[EXERCISE REQUIREMENTS]
The records that follow must be printed exactly as they are.

[INPUT MATERIAL Boundary: Start]

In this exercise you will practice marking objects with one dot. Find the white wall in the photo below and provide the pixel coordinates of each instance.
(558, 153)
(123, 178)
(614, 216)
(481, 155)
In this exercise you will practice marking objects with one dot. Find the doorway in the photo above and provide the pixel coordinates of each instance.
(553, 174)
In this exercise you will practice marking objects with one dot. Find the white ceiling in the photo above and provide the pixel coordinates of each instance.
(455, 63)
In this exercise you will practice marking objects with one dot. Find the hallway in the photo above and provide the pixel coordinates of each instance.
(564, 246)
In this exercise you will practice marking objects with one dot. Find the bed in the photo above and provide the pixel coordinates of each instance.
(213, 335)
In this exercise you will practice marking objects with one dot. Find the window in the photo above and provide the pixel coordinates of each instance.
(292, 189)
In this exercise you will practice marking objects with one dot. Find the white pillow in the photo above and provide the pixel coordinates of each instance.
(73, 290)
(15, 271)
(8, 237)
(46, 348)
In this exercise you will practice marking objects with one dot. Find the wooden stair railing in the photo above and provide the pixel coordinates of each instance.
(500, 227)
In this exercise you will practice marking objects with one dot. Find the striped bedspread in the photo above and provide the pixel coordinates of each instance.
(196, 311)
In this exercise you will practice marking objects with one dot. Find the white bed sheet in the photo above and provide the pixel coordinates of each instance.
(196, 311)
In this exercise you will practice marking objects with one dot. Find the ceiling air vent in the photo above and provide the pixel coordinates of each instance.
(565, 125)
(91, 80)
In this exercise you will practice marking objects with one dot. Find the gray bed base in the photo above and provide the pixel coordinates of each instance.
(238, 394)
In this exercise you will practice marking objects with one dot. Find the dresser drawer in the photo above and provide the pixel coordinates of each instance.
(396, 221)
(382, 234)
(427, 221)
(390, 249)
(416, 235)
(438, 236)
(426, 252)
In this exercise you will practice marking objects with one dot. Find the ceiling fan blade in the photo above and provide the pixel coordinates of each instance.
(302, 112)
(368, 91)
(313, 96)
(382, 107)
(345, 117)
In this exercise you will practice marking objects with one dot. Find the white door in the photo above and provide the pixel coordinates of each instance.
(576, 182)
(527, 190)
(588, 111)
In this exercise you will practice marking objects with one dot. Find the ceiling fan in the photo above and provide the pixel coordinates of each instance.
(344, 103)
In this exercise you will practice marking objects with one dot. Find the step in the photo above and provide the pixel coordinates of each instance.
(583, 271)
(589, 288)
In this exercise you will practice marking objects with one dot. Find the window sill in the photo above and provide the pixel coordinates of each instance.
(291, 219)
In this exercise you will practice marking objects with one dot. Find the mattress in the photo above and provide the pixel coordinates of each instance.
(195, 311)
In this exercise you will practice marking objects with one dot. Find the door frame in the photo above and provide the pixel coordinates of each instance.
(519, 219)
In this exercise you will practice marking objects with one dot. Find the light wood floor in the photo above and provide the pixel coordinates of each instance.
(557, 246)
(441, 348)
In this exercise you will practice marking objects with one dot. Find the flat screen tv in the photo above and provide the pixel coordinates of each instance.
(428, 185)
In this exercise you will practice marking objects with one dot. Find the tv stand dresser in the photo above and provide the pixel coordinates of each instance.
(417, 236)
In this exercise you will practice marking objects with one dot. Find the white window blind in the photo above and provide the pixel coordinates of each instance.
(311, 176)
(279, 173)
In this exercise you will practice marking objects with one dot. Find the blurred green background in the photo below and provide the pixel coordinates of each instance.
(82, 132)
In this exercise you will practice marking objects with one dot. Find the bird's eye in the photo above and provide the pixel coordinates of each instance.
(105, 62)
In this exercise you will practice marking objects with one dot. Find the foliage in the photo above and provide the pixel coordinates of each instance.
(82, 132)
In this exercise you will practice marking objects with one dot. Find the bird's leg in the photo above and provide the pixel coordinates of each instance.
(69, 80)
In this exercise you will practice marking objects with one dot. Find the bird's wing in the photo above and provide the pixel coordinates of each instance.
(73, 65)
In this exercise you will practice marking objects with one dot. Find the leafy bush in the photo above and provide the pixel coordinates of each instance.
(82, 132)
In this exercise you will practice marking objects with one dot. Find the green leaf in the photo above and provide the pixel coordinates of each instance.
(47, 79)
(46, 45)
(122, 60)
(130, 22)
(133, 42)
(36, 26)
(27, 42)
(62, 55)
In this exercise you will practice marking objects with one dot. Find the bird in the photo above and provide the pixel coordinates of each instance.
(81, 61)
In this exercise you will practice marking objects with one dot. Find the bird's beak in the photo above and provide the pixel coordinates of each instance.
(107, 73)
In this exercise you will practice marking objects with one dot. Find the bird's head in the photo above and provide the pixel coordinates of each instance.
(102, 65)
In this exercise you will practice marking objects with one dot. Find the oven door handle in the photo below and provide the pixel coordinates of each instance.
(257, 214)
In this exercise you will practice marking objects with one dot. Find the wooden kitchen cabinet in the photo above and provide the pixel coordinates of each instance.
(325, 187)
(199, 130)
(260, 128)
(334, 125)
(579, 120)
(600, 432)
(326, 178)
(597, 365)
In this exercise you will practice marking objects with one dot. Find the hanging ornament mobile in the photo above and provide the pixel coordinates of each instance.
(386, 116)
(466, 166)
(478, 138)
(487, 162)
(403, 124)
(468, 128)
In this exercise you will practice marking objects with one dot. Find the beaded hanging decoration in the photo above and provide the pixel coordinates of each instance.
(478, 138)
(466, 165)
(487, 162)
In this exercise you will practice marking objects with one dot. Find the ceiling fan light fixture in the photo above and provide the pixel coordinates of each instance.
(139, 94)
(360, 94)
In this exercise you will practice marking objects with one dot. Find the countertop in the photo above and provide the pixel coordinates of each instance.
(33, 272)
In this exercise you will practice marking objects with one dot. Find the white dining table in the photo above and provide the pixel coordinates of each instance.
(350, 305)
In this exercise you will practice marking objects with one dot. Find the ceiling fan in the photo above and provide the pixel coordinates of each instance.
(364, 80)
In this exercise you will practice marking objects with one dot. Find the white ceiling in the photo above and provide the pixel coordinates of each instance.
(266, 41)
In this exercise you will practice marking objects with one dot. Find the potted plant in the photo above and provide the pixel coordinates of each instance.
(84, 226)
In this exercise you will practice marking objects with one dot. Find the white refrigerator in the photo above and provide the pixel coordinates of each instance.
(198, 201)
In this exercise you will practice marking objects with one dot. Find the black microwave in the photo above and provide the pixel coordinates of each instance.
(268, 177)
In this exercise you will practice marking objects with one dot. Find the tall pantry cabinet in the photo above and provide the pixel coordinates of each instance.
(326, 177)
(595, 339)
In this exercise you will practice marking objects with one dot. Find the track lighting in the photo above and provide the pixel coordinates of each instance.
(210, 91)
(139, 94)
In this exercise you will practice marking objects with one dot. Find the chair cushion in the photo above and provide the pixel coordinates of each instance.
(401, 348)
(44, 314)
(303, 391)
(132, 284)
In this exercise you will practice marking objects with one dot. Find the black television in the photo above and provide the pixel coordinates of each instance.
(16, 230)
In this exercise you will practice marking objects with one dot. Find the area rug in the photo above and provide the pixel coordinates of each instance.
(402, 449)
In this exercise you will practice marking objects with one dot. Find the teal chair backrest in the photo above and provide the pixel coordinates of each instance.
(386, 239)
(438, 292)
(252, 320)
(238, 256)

[INPUT MATERIAL Boundary: End]

[ANSWER TO THE EXERCISE]
In this exercise you will practice marking objects with one dot. Find the white wall in the photo below and provide the pixel coordinates of each instance.
(558, 153)
(123, 178)
(614, 216)
(481, 155)
In this exercise you will practice marking objects with one dot. Find the doorway in the photo above and provide the pixel coordinates of each instance.
(553, 174)
In this exercise you will practice marking objects with one dot. Find the white ceiling in the photo above and provide the pixel coordinates of each instance.
(455, 63)
In this exercise you will practice marking objects with one dot. Find the hallway in the photo above and provide the pixel coordinates of each instance.
(564, 246)
In this exercise you will practice marking objects with one dot. Find the bed in the photo above and provide the pixel coordinates of each instance.
(213, 335)
In this exercise you will practice marking objects with one dot. Find the window in the photo above and provide the pixel coordinates of each instance.
(292, 189)
In this exercise you will practice marking objects with one dot. Find the white pillow in the photo above and provide the pixel coordinates of each instance.
(73, 290)
(15, 271)
(8, 237)
(46, 348)
In this exercise you will practice marking objects with one dot. Find the wooden stair railing in the photo above and provide the pixel coordinates of each instance.
(500, 227)
In this exercise you will practice marking objects with one dot. Find the striped bedspread in the photo above and provide the pixel coordinates of each instance.
(196, 311)
In this exercise you will practice marking objects with one dot. Find the white bed sheet in the photo above and provide the pixel coordinates of each instance.
(196, 311)
In this exercise you will practice marking objects with one dot. Find the ceiling air vent in the photo above and provide the pixel coordinates of each instance.
(565, 125)
(91, 80)
In this exercise you will practice marking objects with one dot. Find the gray bed base in the photo above and provide the pixel coordinates of each instance.
(238, 394)
In this exercise you will practice marking objects with one dot. Find the dresser drawer in the photo above and provide the pixel coordinates of each instance.
(396, 221)
(382, 234)
(427, 221)
(390, 249)
(416, 235)
(438, 236)
(426, 252)
In this exercise you will practice marking objects with one dot. Find the ceiling fan blade in the photo above and provide the pixel coordinates of each instance.
(302, 112)
(368, 91)
(313, 96)
(382, 107)
(345, 117)
In this exercise you will practice marking objects with one dot. Find the white door in the photo above and provide the pixel coordinates of each instance.
(576, 182)
(527, 190)
(588, 111)
In this exercise you will practice marking objects with one dot. Find the ceiling fan in the photo above and provide the pixel coordinates of each instance.
(344, 103)
In this exercise you will practice marking objects with one dot. Find the step in the photo above and provide the pixel coordinates of each instance.
(583, 271)
(589, 288)
In this exercise you will practice marking objects with one dot. Find the window sill in the photo above and provide the pixel coordinates of each instance.
(291, 219)
In this exercise you will practice marking objects with one dot. Find the mattress in the photo above and provide the pixel coordinates of each instance.
(195, 311)
In this exercise you will practice marking objects with one dot. Find the door frame in the photo above and provide the pixel coordinates of each instance.
(519, 219)
In this exercise you will practice marking objects with one dot. Find the light wood floor in the photo above and provide the pixel coordinates of each instance.
(557, 246)
(441, 348)
In this exercise you will practice marking objects with one dot. Find the flat screen tv in the photo above and provide the pixel coordinates of each instance.
(428, 185)
In this exercise you will practice marking objects with one dot. Find the tv stand dresser in the photo above and provide the pixel coordinates of each instance.
(417, 236)
In this exercise you will practice marking objects with one dot. Find the white window blind in the photo above and provide the pixel coordinates of each instance.
(311, 176)
(279, 173)
In this exercise you will practice marking objects with one dot. Find the blurred green background in the photo below and provide the pixel coordinates of each instance.
(82, 132)
In this exercise you will practice marking objects with one dot. Find the bird's eye in the photo above and provide the pixel coordinates of each instance.
(105, 62)
In this exercise you will practice marking objects with one dot. Find the foliage in the photo above and provide the pixel coordinates of each instance.
(82, 132)
In this exercise you will practice marking objects with one dot. Find the bird's leg in the photo above and provide the pixel coordinates of each instance.
(69, 80)
In this exercise you will practice marking objects with one dot. Find the bird's wing in the photo above and provide the pixel coordinates of each instance.
(73, 65)
In this exercise you will practice marking objects with one dot. Find the leafy bush in the photo above and provide the pixel coordinates of each instance.
(82, 132)
In this exercise you will practice marking objects with one dot. Find the green leaf in the photo above and provide the pixel coordinates of each instance.
(47, 79)
(46, 45)
(122, 60)
(130, 22)
(133, 42)
(36, 26)
(27, 42)
(62, 55)
In this exercise you will practice marking objects with one dot. Find the bird in the photo above and provide the pixel coordinates of each instance.
(81, 61)
In this exercise you will practice marking objects with one dot. Find the bird's beak in the photo above and provide the pixel coordinates of each instance.
(107, 73)
In this exercise you will practice marking objects with one dot. Find the bird's head in the photo above and provide the pixel coordinates of each instance.
(102, 65)
In this exercise you will practice marking objects with one dot. Find the oven door handle in the photo below and provide the pixel coordinates of each instance.
(257, 214)
In this exercise you will practice marking objects with one dot. Find the wooden kitchen cabinet in the photo above and provide the pixel coordinates of each instance.
(325, 187)
(199, 130)
(260, 128)
(334, 125)
(579, 120)
(600, 432)
(326, 178)
(597, 365)
In this exercise you will practice marking objects with one dot. Find the hanging ornament mobile in the photo above and provide the pixel coordinates of each instance.
(386, 116)
(466, 166)
(478, 138)
(487, 162)
(403, 124)
(468, 128)
In this exercise you will practice marking objects with one dot. Find the beaded hanging decoration in the photo above and provide the pixel coordinates of each instance.
(478, 138)
(466, 165)
(487, 162)
In this exercise you will practice marking objects with one dot. Find the ceiling fan light fixture in the photo above and provide the pixel coordinates of each instance.
(139, 94)
(360, 94)
In this exercise you will practice marking objects with one dot. Find the countertop in the photo above and provide the pixel coordinates of each instance.
(33, 272)
In this exercise you will practice marking objects with one dot. Find the white dining table in the photo above and provide the pixel coordinates of each instance.
(350, 305)
In this exercise you will practice marking objects with one dot. Find the ceiling fan in the photo above and provide the pixel coordinates of each instance.
(364, 80)
In this exercise you will practice marking objects with one dot. Find the white ceiling in the photo above and provide the pixel coordinates of each instance.
(266, 41)
In this exercise you will practice marking objects with one dot. Find the potted plant in the photo above and provide the pixel coordinates of each instance.
(84, 226)
In this exercise you will practice marking objects with one dot. Find the white refrigerator in the photo above and provide the pixel coordinates of each instance.
(198, 201)
In this exercise you will practice marking objects with one dot. Find the black microwave in the photo above and provide the pixel coordinates of each instance.
(268, 177)
In this exercise you will practice marking objects with one dot. Find the tall pantry cabinet in the photo above and provide the pixel coordinates of each instance.
(326, 177)
(595, 339)
In this exercise you will practice marking objects with one dot. Find the track lighting in the photo above and provide the pixel coordinates of each instance.
(210, 91)
(139, 94)
In this exercise you will practice marking objects with one dot. Find the chair cushion in the photo above and provide the pixel coordinates of each instance.
(401, 348)
(44, 314)
(303, 391)
(132, 284)
In this exercise you will practice marking objects with one dot. Find the black television in the photo above and provide the pixel coordinates of each instance.
(16, 230)
In this exercise you will practice marking objects with one dot. Find the area rug in the photo above and provide the pixel coordinates of each instance.
(402, 449)
In this exercise you will practice marking objects with one dot. Find the teal chair backrest in the photo above and provide the pixel coordinates of each instance.
(386, 239)
(438, 292)
(252, 320)
(238, 256)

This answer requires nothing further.